▶ _Pointing dataset records_
______________________________

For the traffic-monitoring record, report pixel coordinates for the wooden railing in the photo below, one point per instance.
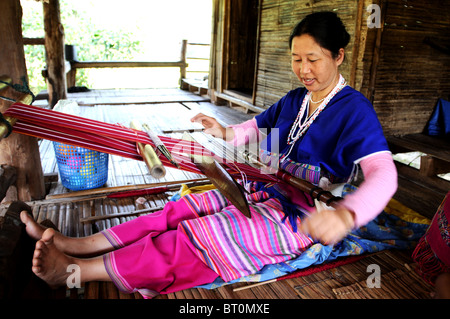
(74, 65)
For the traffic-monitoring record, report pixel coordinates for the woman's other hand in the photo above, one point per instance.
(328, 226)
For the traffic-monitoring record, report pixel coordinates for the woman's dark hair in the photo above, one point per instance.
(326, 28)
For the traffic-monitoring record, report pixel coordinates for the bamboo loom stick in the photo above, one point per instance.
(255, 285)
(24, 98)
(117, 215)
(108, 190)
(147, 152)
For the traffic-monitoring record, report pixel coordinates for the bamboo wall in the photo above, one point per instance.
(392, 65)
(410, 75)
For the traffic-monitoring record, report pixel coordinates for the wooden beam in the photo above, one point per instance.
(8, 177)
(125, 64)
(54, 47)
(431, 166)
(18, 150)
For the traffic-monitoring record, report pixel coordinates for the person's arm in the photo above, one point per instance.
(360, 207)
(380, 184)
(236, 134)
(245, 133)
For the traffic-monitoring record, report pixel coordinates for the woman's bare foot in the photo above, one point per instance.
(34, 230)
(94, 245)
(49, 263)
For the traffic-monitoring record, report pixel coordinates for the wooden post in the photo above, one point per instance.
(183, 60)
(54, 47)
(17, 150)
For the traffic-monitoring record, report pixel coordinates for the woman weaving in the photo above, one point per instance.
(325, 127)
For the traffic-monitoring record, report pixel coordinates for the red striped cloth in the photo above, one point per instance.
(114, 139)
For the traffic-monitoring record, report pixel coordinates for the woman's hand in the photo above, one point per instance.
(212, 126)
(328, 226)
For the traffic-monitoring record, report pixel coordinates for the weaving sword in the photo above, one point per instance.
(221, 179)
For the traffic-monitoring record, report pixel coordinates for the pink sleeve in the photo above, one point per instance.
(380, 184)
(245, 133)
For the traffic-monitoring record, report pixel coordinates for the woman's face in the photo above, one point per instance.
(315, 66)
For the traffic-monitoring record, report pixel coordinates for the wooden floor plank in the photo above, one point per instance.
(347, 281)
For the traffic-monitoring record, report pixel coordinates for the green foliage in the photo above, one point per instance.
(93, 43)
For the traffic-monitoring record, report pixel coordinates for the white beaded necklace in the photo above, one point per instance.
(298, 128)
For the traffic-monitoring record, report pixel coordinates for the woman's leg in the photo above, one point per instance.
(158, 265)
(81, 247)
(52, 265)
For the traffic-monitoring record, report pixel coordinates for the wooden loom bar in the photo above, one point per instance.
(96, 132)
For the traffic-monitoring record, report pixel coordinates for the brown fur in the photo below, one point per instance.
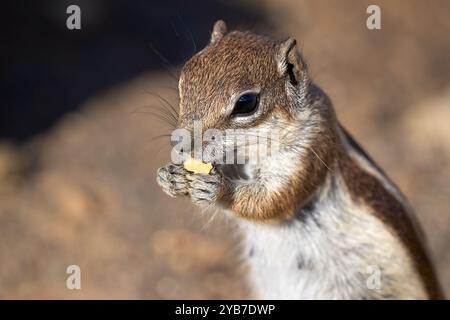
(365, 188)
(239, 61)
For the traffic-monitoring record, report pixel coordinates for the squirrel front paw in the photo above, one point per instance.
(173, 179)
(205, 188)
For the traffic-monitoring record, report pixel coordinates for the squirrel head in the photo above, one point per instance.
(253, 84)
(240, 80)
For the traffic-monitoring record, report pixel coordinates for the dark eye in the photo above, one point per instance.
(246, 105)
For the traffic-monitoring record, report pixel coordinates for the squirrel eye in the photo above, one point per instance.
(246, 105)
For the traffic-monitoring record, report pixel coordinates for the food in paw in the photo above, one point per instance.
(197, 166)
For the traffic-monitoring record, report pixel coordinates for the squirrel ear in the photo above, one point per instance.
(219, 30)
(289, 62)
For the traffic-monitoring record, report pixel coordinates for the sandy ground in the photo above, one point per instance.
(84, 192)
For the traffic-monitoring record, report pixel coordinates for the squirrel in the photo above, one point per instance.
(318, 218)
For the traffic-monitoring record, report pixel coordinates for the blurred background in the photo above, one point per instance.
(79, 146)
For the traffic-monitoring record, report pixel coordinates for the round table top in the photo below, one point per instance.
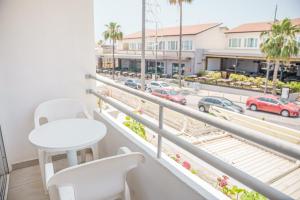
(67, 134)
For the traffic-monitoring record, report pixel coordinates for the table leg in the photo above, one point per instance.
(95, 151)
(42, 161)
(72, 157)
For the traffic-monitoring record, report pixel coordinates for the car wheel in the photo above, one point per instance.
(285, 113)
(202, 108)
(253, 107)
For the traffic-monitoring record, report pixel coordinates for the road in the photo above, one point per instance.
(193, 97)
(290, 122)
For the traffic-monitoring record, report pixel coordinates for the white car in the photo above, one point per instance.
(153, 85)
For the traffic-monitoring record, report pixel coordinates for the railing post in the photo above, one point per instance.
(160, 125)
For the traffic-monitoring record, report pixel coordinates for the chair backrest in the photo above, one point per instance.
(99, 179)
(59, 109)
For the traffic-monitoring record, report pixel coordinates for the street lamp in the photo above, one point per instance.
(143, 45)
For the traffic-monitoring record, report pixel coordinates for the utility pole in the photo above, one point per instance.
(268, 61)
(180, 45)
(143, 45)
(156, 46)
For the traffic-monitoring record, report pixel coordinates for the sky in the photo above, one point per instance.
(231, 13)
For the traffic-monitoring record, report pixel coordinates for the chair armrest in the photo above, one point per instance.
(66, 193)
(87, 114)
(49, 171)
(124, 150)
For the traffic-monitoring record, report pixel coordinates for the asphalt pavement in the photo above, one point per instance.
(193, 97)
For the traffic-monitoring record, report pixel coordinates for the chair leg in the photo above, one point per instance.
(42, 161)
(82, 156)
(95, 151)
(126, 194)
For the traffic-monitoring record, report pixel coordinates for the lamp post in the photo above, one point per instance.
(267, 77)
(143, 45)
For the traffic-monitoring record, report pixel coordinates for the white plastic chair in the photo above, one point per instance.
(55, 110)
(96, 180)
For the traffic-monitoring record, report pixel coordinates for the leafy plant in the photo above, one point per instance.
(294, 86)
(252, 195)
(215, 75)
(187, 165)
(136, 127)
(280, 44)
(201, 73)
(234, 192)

______________________________

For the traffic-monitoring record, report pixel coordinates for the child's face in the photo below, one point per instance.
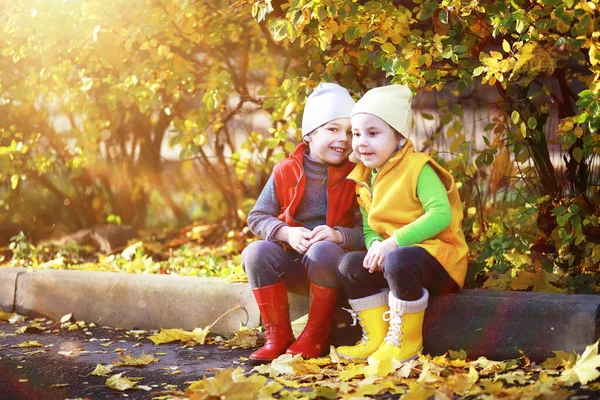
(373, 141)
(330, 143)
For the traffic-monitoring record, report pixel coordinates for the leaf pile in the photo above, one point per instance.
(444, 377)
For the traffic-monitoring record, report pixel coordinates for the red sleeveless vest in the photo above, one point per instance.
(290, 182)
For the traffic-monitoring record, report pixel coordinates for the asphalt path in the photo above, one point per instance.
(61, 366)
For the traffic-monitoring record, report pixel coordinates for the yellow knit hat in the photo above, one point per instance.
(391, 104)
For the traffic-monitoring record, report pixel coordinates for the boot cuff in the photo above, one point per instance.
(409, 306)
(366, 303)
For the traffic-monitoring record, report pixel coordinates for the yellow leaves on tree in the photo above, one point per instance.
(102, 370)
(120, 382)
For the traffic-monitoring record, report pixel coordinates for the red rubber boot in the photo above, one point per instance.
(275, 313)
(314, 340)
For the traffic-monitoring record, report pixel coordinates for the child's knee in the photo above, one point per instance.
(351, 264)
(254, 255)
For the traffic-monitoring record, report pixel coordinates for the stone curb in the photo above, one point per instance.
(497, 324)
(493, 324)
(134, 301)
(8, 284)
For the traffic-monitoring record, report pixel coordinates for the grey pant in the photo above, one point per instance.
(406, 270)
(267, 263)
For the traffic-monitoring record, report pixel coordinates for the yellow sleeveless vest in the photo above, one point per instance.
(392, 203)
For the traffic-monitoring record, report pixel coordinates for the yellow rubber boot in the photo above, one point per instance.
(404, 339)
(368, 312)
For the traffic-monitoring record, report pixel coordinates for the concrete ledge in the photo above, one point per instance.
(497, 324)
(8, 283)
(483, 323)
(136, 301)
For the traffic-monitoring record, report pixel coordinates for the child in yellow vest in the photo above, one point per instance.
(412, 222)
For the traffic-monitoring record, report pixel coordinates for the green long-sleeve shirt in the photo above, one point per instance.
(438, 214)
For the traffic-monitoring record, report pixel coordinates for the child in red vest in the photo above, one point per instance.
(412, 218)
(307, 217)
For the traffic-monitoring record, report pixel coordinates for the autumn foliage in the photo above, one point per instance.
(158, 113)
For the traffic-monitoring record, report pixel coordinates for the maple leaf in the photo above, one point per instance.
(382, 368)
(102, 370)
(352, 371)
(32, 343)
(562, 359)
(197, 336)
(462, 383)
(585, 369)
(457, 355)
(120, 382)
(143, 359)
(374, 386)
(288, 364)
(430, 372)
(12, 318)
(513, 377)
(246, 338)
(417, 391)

______________________________

▶ _Your instructions_
Extract every line of the records above that contains the word "vest", treating uppercase and lowercase as different.

▶ _Full output_
For the traffic-monitoring record, report pixel coordinates for the red sleeveless vest in the photo above, one point per instance.
For the traffic-monitoring record, report pixel coordinates for the yellow sleeveless vest in the photo above, one point per instance.
For the traffic-monitoring record, report pixel coordinates for the child in yellow vest in the photo above, one point per instance.
For the traffic-monitoring record, report pixel coordinates for the child in red vest in the photo above, one point per instance.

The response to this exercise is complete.